(Saved entries)
┄┄┄┄┄┄
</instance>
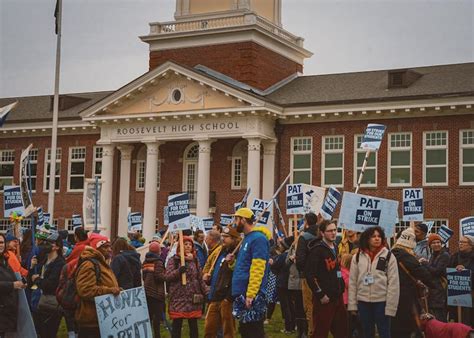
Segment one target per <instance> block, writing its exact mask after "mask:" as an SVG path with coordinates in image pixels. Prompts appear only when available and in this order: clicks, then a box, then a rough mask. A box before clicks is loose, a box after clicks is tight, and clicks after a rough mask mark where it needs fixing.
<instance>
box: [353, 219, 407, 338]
mask: <svg viewBox="0 0 474 338" xmlns="http://www.w3.org/2000/svg"><path fill="white" fill-rule="evenodd" d="M359 244H360V248H359V252H358V253H356V254H355V255H354V256H353V257H352V262H351V270H350V277H349V303H348V307H347V309H348V310H349V311H353V312H356V311H358V314H359V318H360V320H361V324H362V329H363V333H364V337H365V338H374V337H375V326H377V331H378V333H379V337H380V338H390V317H395V314H396V313H397V306H398V298H399V277H398V267H397V259H396V258H395V256H394V255H392V254H391V253H390V251H389V250H388V249H387V248H386V245H387V243H386V238H385V232H384V231H383V229H382V228H381V227H379V226H376V227H371V228H368V229H366V230H365V231H364V232H363V233H362V234H361V236H360V243H359Z"/></svg>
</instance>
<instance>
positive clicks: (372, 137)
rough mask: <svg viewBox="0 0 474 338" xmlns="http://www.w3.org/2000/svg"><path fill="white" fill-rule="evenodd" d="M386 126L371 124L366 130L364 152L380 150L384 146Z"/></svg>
mask: <svg viewBox="0 0 474 338" xmlns="http://www.w3.org/2000/svg"><path fill="white" fill-rule="evenodd" d="M385 128H386V127H385V126H384V125H383V124H374V123H370V124H369V125H368V126H367V129H366V130H365V133H364V136H363V137H362V143H361V145H360V147H361V149H364V150H373V151H376V150H379V148H380V145H381V144H382V139H383V134H384V133H385Z"/></svg>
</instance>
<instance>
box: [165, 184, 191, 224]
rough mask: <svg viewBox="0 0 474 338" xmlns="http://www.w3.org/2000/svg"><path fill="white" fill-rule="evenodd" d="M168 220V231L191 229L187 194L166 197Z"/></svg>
mask: <svg viewBox="0 0 474 338" xmlns="http://www.w3.org/2000/svg"><path fill="white" fill-rule="evenodd" d="M168 220H169V227H170V231H173V232H175V231H178V230H188V229H191V223H190V214H189V195H188V193H182V194H175V195H171V196H168Z"/></svg>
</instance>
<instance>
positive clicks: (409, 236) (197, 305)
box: [0, 208, 474, 338]
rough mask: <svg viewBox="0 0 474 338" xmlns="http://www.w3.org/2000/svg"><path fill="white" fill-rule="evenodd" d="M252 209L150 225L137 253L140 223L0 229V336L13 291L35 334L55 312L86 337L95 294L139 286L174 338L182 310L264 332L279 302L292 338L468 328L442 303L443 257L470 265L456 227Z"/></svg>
┄┄┄┄┄┄
Exercise goal.
Count the lines in the records above that contain the string "rough", and reply with only that number.

Response box.
4